-------- THE DATA

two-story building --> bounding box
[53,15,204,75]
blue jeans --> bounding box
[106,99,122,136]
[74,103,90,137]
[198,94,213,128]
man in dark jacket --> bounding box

----------------

- [TASK DESCRIPTION]:
I would like you to return every entry exactly, with nothing changed.

- [RESULT OF THE EXERCISE]:
two-story building --> bounding box
[53,15,204,75]
blue jeans --> bounding box
[106,99,122,136]
[74,103,90,137]
[198,94,213,128]
man in dark jacket --> bounding box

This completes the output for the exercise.